**TEXT SHOWN:**
Call Me Ishmael
On second thought, don't. I've had enough nicknames for one lifetime; the list needn't grow longer.
That I've had as many nicknames as there are stars in the sky is likely unsurprising, at least not when juxtaposed against the jack-of-all-trades theme that runs throughout this site.
And why shouldn't that be the case? The truth is I've been a bit of everything. Pizza-slinging psycholinguist? Check. Soccer-playing polyglot? You know it. Even in my youth, I was somehow both the kid with the lead in the school musical and a member of the state-championship-winning track team.
Go figure.
Ultimately, it's taken me a long time to understand—and to embrace—myself as an all-of-the-above person, and the only way to understand that for yourself is to see the story in sum, or at least the story as I've experienced it.
Big Plans
The year is 2012, and a bright-eyed boy by the name of, well, it's me. We're talking about me. Anyway, I graduated from college with big plans: I was heading to Brazil for three months to teach English and Spanish, and, once I returned, I planned to continue my independent language studies and apply to MIT's graduate program in psycholinguistics.
To think I'd be accepted wasn't unreasonable; I was a high-achieving student who had graduated from UW-Madison with a double major in Spanish and linguistics (with honors in the major!), and my junior- and senior-year hobbies consisted almost entirely of devouring the works of Chomsky, Ladefoged, and Pinker. I'd even written my honors thesis on the very approachable (and not at all unreasonable to bring up casually at dinner parties) topic of the psychological representations of underspecified vowels amongst speakers of languages that feature vowel harmony. Yeehaw!

**RECORD EXTRACTS:**
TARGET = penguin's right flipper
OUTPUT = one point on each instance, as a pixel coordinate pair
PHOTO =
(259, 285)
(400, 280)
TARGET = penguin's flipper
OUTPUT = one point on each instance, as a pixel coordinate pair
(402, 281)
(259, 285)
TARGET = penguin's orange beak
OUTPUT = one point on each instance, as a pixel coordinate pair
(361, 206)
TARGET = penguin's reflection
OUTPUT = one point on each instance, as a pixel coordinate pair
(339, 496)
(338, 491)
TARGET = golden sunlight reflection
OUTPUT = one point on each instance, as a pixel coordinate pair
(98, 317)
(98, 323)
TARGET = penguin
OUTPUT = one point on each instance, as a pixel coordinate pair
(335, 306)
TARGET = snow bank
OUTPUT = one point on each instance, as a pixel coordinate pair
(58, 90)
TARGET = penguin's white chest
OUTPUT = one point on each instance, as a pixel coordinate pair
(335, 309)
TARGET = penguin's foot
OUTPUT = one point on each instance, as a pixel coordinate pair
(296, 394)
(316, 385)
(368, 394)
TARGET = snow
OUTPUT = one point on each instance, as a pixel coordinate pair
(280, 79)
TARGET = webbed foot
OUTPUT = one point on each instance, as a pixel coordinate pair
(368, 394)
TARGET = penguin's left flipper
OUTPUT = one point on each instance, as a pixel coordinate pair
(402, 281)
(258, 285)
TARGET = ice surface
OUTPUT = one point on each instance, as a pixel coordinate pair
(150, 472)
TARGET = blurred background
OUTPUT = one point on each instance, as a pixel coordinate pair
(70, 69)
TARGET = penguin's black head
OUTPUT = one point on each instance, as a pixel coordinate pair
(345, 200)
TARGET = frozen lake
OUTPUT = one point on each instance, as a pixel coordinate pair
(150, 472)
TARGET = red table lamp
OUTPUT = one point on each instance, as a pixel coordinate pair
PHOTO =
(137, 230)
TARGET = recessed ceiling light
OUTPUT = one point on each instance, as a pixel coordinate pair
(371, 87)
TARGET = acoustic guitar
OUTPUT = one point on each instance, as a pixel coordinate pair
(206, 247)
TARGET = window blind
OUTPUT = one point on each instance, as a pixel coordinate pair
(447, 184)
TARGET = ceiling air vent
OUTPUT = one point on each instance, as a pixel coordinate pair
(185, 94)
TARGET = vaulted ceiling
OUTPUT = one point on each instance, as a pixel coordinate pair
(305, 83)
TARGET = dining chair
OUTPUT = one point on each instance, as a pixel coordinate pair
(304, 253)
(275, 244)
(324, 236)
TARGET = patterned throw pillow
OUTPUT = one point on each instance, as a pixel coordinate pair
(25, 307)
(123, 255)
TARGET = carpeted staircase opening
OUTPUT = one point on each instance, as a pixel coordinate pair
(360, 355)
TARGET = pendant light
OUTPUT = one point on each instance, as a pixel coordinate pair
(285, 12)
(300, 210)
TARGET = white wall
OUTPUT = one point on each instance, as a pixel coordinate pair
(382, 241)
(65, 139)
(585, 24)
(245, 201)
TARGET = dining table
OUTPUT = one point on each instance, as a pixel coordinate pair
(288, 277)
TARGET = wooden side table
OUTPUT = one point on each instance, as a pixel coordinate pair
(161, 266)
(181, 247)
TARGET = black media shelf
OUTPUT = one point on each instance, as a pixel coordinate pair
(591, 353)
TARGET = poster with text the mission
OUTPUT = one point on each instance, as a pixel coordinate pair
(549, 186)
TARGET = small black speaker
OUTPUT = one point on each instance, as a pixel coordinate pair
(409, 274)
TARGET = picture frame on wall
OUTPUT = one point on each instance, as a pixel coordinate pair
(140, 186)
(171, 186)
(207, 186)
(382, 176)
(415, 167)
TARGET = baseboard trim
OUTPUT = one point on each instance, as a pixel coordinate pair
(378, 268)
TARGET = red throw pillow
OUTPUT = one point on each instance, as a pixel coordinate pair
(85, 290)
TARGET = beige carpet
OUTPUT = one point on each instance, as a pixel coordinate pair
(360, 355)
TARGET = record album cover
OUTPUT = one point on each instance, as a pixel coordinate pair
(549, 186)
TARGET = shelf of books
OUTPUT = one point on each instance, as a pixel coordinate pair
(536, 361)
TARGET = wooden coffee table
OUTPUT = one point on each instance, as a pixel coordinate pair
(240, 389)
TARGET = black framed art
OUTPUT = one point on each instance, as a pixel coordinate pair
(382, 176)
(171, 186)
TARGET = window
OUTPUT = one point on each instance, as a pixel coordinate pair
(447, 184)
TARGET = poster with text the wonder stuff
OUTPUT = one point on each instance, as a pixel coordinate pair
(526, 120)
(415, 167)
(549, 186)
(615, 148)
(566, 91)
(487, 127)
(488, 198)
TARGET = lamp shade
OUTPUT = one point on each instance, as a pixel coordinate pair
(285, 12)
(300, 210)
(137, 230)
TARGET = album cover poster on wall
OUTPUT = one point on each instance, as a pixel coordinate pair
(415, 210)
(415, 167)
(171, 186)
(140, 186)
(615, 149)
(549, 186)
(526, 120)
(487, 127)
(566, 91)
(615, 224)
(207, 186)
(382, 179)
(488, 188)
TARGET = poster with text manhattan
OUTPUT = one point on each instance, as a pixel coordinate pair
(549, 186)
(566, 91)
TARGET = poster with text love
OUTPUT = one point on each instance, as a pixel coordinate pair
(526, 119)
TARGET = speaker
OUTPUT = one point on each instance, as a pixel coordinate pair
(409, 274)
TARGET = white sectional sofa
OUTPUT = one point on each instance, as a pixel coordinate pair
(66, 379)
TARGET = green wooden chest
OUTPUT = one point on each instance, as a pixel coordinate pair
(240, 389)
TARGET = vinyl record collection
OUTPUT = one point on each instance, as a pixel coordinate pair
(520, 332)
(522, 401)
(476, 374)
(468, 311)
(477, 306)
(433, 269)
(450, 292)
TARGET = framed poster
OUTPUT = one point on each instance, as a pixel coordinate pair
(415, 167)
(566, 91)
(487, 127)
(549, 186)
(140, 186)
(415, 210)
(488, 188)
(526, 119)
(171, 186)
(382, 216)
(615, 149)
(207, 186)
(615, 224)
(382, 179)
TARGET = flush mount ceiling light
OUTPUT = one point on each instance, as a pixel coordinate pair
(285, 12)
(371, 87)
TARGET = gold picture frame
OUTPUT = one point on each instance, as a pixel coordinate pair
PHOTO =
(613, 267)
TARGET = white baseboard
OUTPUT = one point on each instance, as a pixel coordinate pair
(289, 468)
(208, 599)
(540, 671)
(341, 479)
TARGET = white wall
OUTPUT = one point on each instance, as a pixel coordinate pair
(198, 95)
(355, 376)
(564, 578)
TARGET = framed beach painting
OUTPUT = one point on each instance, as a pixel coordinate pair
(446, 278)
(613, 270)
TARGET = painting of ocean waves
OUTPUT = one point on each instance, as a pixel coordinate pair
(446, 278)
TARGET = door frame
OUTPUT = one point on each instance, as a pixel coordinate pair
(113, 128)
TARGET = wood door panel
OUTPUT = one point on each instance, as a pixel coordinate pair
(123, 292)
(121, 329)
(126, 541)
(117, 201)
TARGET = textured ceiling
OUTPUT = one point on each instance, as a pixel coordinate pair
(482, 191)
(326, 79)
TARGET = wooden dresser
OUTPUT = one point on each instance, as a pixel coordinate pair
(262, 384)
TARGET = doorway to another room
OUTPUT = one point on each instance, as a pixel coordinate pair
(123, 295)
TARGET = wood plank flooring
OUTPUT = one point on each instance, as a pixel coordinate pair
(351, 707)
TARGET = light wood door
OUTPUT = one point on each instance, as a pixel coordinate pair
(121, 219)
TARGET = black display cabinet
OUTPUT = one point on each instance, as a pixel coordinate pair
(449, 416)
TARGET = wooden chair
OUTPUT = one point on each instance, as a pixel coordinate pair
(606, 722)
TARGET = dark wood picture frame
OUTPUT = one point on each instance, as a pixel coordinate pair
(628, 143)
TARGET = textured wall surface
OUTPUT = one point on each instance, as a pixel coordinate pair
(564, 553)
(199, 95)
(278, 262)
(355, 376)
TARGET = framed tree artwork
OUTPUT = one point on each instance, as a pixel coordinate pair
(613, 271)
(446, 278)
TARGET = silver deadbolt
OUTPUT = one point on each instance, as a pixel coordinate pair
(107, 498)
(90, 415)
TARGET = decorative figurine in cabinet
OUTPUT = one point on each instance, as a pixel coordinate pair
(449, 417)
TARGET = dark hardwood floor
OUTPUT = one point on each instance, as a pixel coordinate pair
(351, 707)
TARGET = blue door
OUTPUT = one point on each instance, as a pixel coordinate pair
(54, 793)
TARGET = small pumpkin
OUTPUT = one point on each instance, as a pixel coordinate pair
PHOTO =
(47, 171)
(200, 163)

**SET OF TASKS:**
• 1. Please quote from the Call Me Ishmael essay, starting at "That I've had" and ending at "throughout this site.".
• 2. Answer these questions using the Call Me Ishmael essay.
(a) In what year did the writer graduate from college?
(b) What double major did the writer graduate with?
(c) What team was the writer a member of in youth?
• 3. Carry on the Call Me Ishmael essay from its last sentence.

**PER-TASK ANSWERS:**
• 1.
That I've had as many nicknames as there are stars in the sky is likely unsurprising, at least not when juxtaposed against the jack-of-all-trades theme that runs throughout this site.

• 2.
(a) 2012
(b) Spanish and linguistics
(c) The state-championship-winning track team

• 3.
Simply put, a world of opportunity was waiting for me, if only I had the determination to seize it.
As I saw it, things were going to work out precisely as planned (definitely! for sure! no doubt about it!), beginning with that three-month stint in Brazil.
Things were going to work out precisely as planned... no doubt about it!
Southward Bound
Has this ever happened to you? You head to another country for three months to teach a couple of languages, but then when you get there, it turns out there is no job and you've just moved like 4,000 miles almost entirely for the sake of it? Has this ever happened to you?
Yeah, it happened to me.
I'd spent the previous year preparing for this trip, taking accelerated Portuguese-language courses and setting aside whatever cash I could from my pizza delivery gig to save up for this southbound excursion, but I learned in a matter of days after my arrival that the opportunity I'd been preparing myself for was not, shall we say, as advertised.
At this point, I had two options. I could either instantly incinerate what savings I had remaining and move forward my return flight to the U.S.—where I'd presumably be cast into the fires of a good-old-fashioned post-graduation job search—or I could slowly incinerate what savings I had remaining and stay in Brazil, forging friendships and deepening my foreign-language fluency.
It's worth noting that only one of these options also came with diesel-strength espresso, and viewed through that lens, my choice was more or less made for me. Brazil it was!
In a surprise to absolutely no one, three months of largely unstructured time—fueled by copious amounts of the aforementioned espresso—led to interesting outcomes, the most notable of which was that I finally got around to writing that novel I'd been talking about for years.
The Great American Novel
Ah, yes. The Great American Novel. You know, the novel everyone writes when they sit down to write a novel, especially if it's their first. How hard could it be, right?
That the novel in question does not figure among my published works should tell you precisely how hard it is.
Naïveté aside, over the course of those three months, I did write something vaguely resembling a manuscript, a dream I'd had since I was in elementary school. I thought for sure that once I returned to the U.S., I'd not only land my first Real Job™, but I'd also apply to grad school and, naturally, get a novel published on the side.
This is not at all what transpired.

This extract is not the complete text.